### WORK TO COMPLETE:
Reproduce the text about the Ravensbrück archive word for word, from "Many small donations, and" to "a relative’s history.".
##### PASSAGE TO READ #####
The women produced textbooks and taught the children in secret. Here the fabric of a prisoner’s uniform has been used as a cover.

Many small donations, and a few large ones, have enabled the Ravensbrück archive to be translated and digitised. Besides the 500 interviews, the archive contains drawings, letters, textbooks and books with recipes. It also holds carefully compiled lists of prisoners. When they died, their names were crossed out. Håkan Håkansson, who is managing the Ravensbrück project at the University Library, unpacks densely written interviews and other objects on a table to show us.


“The women produced their own textbooks and taught the children in secret”, he says, showing a textbook with a cover made of the stripy fabric of prisoners’ uniforms.

Several times a month, people contact the University Library, most of them from outside Sweden, wanting to search the archive, usually for traces of a relative’s history.
##### EXTRACTED ENTRIES #####
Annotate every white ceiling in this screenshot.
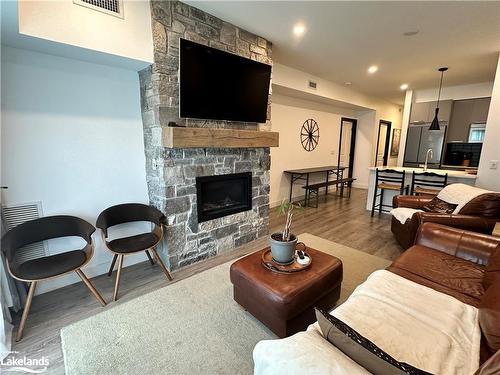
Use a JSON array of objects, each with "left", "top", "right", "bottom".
[{"left": 187, "top": 1, "right": 500, "bottom": 104}]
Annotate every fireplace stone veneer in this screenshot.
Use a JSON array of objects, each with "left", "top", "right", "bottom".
[{"left": 139, "top": 0, "right": 272, "bottom": 269}]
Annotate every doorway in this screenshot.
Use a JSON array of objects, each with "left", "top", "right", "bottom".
[
  {"left": 375, "top": 120, "right": 392, "bottom": 167},
  {"left": 337, "top": 117, "right": 357, "bottom": 178}
]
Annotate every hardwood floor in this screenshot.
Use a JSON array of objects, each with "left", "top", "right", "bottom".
[{"left": 2, "top": 189, "right": 400, "bottom": 374}]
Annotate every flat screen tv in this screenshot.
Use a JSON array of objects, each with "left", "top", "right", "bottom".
[{"left": 179, "top": 39, "right": 271, "bottom": 122}]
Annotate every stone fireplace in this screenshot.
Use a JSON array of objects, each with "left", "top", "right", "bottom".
#####
### OUTPUT FOR THIS EXERCISE:
Many small donations, and a few large ones, have enabled the Ravensbrück archive to be translated and digitised. Besides the 500 interviews, the archive contains drawings, letters, textbooks and books with recipes. It also holds carefully compiled lists of prisoners. When they died, their names were crossed out. Håkan Håkansson, who is managing the Ravensbrück project at the University Library, unpacks densely written interviews and other objects on a table to show us.


“The women produced their own textbooks and taught the children in secret”, he says, showing a textbook with a cover made of the stripy fabric of prisoners’ uniforms.

Several times a month, people contact the University Library, most of them from outside Sweden, wanting to search the archive, usually for traces of a relative’s history.